===== Source material
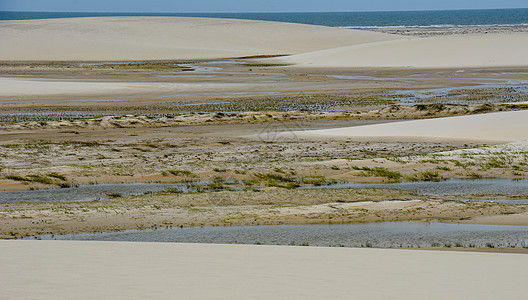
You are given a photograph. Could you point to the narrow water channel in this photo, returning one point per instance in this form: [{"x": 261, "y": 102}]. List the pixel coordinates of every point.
[{"x": 380, "y": 235}]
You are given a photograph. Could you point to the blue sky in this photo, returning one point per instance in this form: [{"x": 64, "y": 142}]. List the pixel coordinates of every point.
[{"x": 251, "y": 5}]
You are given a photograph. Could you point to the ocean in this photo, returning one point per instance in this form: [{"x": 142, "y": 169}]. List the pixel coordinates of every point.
[{"x": 438, "y": 18}]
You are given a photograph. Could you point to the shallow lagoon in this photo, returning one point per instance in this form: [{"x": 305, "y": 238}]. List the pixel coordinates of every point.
[{"x": 383, "y": 235}]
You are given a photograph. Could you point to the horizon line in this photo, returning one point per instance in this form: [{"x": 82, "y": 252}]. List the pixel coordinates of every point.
[{"x": 258, "y": 12}]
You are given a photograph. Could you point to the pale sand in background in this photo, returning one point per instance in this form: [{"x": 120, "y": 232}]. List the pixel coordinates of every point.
[
  {"x": 464, "y": 51},
  {"x": 119, "y": 270},
  {"x": 493, "y": 127},
  {"x": 45, "y": 87},
  {"x": 155, "y": 38}
]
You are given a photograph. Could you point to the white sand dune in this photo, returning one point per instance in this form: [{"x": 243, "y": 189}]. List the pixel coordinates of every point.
[
  {"x": 464, "y": 51},
  {"x": 118, "y": 270},
  {"x": 10, "y": 86},
  {"x": 493, "y": 127},
  {"x": 156, "y": 38}
]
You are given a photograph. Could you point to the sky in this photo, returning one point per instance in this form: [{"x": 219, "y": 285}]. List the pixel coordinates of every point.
[{"x": 184, "y": 6}]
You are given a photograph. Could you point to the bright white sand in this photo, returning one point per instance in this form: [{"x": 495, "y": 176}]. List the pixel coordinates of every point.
[
  {"x": 154, "y": 38},
  {"x": 494, "y": 127},
  {"x": 497, "y": 50},
  {"x": 94, "y": 270}
]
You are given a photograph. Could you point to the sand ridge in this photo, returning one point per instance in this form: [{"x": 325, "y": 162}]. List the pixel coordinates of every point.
[
  {"x": 462, "y": 51},
  {"x": 157, "y": 38},
  {"x": 497, "y": 127}
]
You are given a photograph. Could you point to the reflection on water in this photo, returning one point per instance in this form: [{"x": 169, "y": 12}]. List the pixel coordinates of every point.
[
  {"x": 385, "y": 235},
  {"x": 450, "y": 187},
  {"x": 87, "y": 192}
]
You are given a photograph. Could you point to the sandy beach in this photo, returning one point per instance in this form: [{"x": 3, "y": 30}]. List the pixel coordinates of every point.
[
  {"x": 501, "y": 127},
  {"x": 123, "y": 270},
  {"x": 243, "y": 123},
  {"x": 131, "y": 39},
  {"x": 462, "y": 51}
]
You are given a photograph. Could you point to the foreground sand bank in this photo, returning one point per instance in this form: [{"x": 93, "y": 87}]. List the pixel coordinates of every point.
[
  {"x": 155, "y": 38},
  {"x": 493, "y": 127},
  {"x": 59, "y": 270},
  {"x": 464, "y": 51}
]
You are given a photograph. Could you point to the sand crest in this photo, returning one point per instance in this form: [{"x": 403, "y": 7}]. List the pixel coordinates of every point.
[
  {"x": 464, "y": 51},
  {"x": 65, "y": 270},
  {"x": 165, "y": 38},
  {"x": 493, "y": 127}
]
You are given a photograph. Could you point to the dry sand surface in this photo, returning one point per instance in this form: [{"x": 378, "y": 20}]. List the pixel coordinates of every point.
[
  {"x": 497, "y": 127},
  {"x": 66, "y": 270},
  {"x": 154, "y": 38},
  {"x": 464, "y": 51}
]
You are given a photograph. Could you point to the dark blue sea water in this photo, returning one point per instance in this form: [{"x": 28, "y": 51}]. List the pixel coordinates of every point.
[{"x": 336, "y": 19}]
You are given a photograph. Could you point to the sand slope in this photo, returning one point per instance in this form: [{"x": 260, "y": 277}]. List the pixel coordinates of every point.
[
  {"x": 152, "y": 38},
  {"x": 117, "y": 270},
  {"x": 495, "y": 127},
  {"x": 497, "y": 50}
]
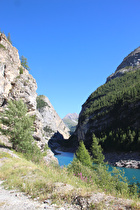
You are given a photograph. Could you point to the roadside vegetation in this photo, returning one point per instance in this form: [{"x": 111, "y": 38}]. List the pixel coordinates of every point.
[{"x": 30, "y": 174}]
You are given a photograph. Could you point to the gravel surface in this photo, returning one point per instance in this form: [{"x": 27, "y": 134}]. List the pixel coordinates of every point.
[{"x": 15, "y": 200}]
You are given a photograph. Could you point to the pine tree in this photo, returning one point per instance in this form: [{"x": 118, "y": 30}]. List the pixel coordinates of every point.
[
  {"x": 17, "y": 124},
  {"x": 96, "y": 151},
  {"x": 9, "y": 38},
  {"x": 24, "y": 62},
  {"x": 82, "y": 155}
]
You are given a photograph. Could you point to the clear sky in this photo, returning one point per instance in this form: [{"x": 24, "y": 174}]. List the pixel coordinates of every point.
[{"x": 72, "y": 46}]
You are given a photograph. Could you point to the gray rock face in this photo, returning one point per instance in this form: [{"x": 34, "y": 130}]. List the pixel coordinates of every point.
[
  {"x": 130, "y": 63},
  {"x": 16, "y": 85},
  {"x": 52, "y": 123},
  {"x": 71, "y": 121}
]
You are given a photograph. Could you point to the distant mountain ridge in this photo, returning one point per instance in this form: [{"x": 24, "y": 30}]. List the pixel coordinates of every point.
[
  {"x": 112, "y": 112},
  {"x": 71, "y": 121}
]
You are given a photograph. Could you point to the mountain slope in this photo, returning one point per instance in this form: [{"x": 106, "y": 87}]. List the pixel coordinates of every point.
[
  {"x": 112, "y": 112},
  {"x": 16, "y": 83}
]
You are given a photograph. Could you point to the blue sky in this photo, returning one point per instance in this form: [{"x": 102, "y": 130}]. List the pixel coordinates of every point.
[{"x": 72, "y": 46}]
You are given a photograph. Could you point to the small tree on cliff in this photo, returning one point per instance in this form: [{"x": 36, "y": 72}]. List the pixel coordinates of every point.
[
  {"x": 96, "y": 151},
  {"x": 9, "y": 38},
  {"x": 82, "y": 155},
  {"x": 18, "y": 126},
  {"x": 24, "y": 62}
]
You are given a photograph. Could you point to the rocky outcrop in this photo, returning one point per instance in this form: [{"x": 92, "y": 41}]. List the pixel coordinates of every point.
[
  {"x": 130, "y": 63},
  {"x": 16, "y": 83},
  {"x": 71, "y": 121},
  {"x": 53, "y": 125}
]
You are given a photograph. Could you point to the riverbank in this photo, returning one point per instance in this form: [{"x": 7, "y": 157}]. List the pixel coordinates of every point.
[
  {"x": 39, "y": 187},
  {"x": 123, "y": 159}
]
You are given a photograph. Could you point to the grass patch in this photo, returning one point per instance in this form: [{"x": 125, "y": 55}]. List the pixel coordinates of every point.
[
  {"x": 39, "y": 180},
  {"x": 2, "y": 46},
  {"x": 53, "y": 182}
]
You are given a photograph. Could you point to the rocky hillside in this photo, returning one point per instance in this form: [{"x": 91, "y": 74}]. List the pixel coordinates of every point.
[
  {"x": 71, "y": 121},
  {"x": 112, "y": 111},
  {"x": 53, "y": 125},
  {"x": 130, "y": 63},
  {"x": 16, "y": 83}
]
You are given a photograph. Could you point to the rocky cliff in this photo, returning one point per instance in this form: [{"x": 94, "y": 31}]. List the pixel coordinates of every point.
[
  {"x": 112, "y": 111},
  {"x": 71, "y": 121},
  {"x": 53, "y": 125},
  {"x": 16, "y": 83},
  {"x": 129, "y": 63}
]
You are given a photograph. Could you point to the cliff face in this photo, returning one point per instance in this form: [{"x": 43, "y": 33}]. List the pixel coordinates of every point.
[
  {"x": 71, "y": 121},
  {"x": 53, "y": 125},
  {"x": 16, "y": 84},
  {"x": 112, "y": 111},
  {"x": 129, "y": 63}
]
==========
*Work request*
Give back exactly the lines from the one that contains "You are given a photograph. Could you point to the grass" to the end of the material, both ends kept, and no other line.

*Answer for the task*
You are given a photograph. Could you point to the grass patch in this photo, returning one point per instance in this form: [{"x": 125, "y": 55}]. List the pixel coordinates of every point.
[
  {"x": 39, "y": 180},
  {"x": 2, "y": 46},
  {"x": 53, "y": 182}
]
You are given a photograph. Could you point to the rocky hillside in this photo, returning one point per instance in this form: [{"x": 91, "y": 74}]. List the pixel coordinates of every point.
[
  {"x": 71, "y": 121},
  {"x": 112, "y": 111},
  {"x": 53, "y": 125},
  {"x": 130, "y": 63},
  {"x": 16, "y": 83}
]
You are given a photograph. Could you point to the rocky cliff in this photo, returning one point per instance in this form: [{"x": 94, "y": 31}]. List the pixel coordinates of every point.
[
  {"x": 112, "y": 111},
  {"x": 71, "y": 121},
  {"x": 53, "y": 125},
  {"x": 16, "y": 83},
  {"x": 129, "y": 63}
]
You are given a photograph. Could you point to the cliff face in this photo, returning one point per instance in this form: [{"x": 43, "y": 33}]. List the pixel coordinates of every point.
[
  {"x": 71, "y": 121},
  {"x": 53, "y": 125},
  {"x": 16, "y": 84},
  {"x": 112, "y": 111},
  {"x": 129, "y": 63}
]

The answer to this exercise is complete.